WORK TO BE COMPLETED: All records below must be retyped exactly.

— Start of RAW RECORDS —

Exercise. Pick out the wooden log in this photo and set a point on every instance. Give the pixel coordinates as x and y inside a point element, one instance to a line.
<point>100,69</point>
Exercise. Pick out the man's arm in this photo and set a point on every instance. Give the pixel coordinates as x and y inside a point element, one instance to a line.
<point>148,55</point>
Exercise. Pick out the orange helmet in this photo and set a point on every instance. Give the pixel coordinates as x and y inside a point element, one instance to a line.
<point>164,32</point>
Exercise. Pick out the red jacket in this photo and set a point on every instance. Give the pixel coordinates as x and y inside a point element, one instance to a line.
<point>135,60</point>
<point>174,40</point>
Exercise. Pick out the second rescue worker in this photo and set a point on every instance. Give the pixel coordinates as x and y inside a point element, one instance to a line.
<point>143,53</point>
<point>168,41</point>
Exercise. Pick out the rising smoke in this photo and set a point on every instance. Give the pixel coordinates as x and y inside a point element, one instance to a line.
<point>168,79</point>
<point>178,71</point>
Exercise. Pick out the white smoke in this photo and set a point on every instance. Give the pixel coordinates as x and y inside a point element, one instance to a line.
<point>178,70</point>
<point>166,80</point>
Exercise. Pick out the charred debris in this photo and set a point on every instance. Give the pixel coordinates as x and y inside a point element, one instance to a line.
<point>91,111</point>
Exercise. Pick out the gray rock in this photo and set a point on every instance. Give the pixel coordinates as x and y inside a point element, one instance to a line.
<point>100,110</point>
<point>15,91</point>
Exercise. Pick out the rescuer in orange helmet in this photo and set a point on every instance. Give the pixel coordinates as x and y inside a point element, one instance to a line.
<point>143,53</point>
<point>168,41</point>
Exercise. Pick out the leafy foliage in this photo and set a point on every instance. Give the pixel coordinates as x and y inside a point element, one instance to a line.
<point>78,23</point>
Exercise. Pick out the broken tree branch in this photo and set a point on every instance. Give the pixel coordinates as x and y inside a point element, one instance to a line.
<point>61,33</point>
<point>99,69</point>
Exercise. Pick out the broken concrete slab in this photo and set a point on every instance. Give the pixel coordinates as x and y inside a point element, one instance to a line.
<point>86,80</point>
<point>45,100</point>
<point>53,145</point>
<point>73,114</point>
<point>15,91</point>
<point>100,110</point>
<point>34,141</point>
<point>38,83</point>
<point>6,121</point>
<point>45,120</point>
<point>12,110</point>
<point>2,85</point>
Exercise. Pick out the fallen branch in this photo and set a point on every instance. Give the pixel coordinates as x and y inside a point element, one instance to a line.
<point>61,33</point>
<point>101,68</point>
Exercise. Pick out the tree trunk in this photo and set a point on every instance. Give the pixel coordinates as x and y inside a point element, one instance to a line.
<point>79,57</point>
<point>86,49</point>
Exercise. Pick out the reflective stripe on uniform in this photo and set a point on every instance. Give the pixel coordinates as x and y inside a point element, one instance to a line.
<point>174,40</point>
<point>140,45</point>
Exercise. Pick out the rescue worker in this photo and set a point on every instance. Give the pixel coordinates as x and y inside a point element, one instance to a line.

— End of RAW RECORDS —

ANSWER FOR THE TASK:
Exercise. Pick out the wooden log in this photo and set a point on every instance. Give the pixel coordinates as x and y inside a point element, one instance to a line.
<point>100,69</point>
Exercise. Pick out the man's arm in this photo and set a point on every instance. Give the pixel coordinates as x and y inside a point element, one instance to a line.
<point>148,55</point>
Exercise. Pick out the orange helmet in this photo and set a point on every instance. Give the pixel coordinates as x and y inside a point element, one instance to a line.
<point>164,32</point>
Exercise. Pick out the red jacket in this photo and set a point on every instance. Give the pixel coordinates as x and y inside a point element, one instance to a line.
<point>135,60</point>
<point>174,40</point>
Exercise. Pick out the second rescue worker in this photo and set a point on every instance. Give the pixel coordinates as x and y inside a point element, one instance to a line.
<point>143,53</point>
<point>168,41</point>
Exercise. Pick out the rising smoke in this photo and set a point on every instance. Give the pixel coordinates as x and y inside a point element, one instance to a line.
<point>168,79</point>
<point>178,71</point>
Exercise. Pick out the white smoke in this photo and set a point on every instance. Give the pixel coordinates as x and y inside a point element, one instance to a line.
<point>178,70</point>
<point>166,80</point>
Exercise. Pick out the charred debris in this photo and set a point on every instance. Give the pixel coordinates as x and y inside a point element, one instance to a line.
<point>91,111</point>
Exercise. Pick out the gray rock in this photo and set a point on every instance. Give the pixel coordinates as x and y inside a point element, one instance to a line.
<point>100,110</point>
<point>15,91</point>
Exercise. Pick out the rescuer in orange helmet in this photo and set a point on every instance. Give the pixel coordinates as x and y inside a point element, one instance to a line.
<point>143,53</point>
<point>168,41</point>
Exercise. Pick out the leafy foliage in this photo and set a point on every instance. Give the pixel coordinates as x and y inside a point element, one instance to a line.
<point>78,23</point>
Exercise. Pick out the broken tree branch in this photo and set a point on every instance. Give the pixel coordinates as x and y inside a point element, one instance to a line.
<point>61,33</point>
<point>99,69</point>
Exercise. Pick out the broken concrete slab in this photo and set a point on every instance. Give the pixel coordinates as x and y inside a point element, one instance to a line.
<point>86,80</point>
<point>45,100</point>
<point>53,145</point>
<point>73,114</point>
<point>15,91</point>
<point>100,110</point>
<point>34,141</point>
<point>38,83</point>
<point>6,121</point>
<point>45,120</point>
<point>12,110</point>
<point>2,85</point>
Exercise. Pick out the fallen branch in this photo and set a point on every instance. Give the pixel coordinates as x and y inside a point element, one instance to a line.
<point>61,33</point>
<point>101,68</point>
Exercise. Pick out the tree trunk in this photo and set a point on every instance. Give the pixel coordinates as x and y inside a point element, one instance to a line.
<point>79,57</point>
<point>86,49</point>
Exercise. Pick out the reflective stripe on uniform in this photo and set a point on every instance. Give the pixel coordinates as x and y inside a point element, one instance to a line.
<point>174,40</point>
<point>140,45</point>
Exercise. Pick out the rescue worker in this photo and set a point on every instance. Give the pixel coordinates as x and y inside a point element, one instance to a line.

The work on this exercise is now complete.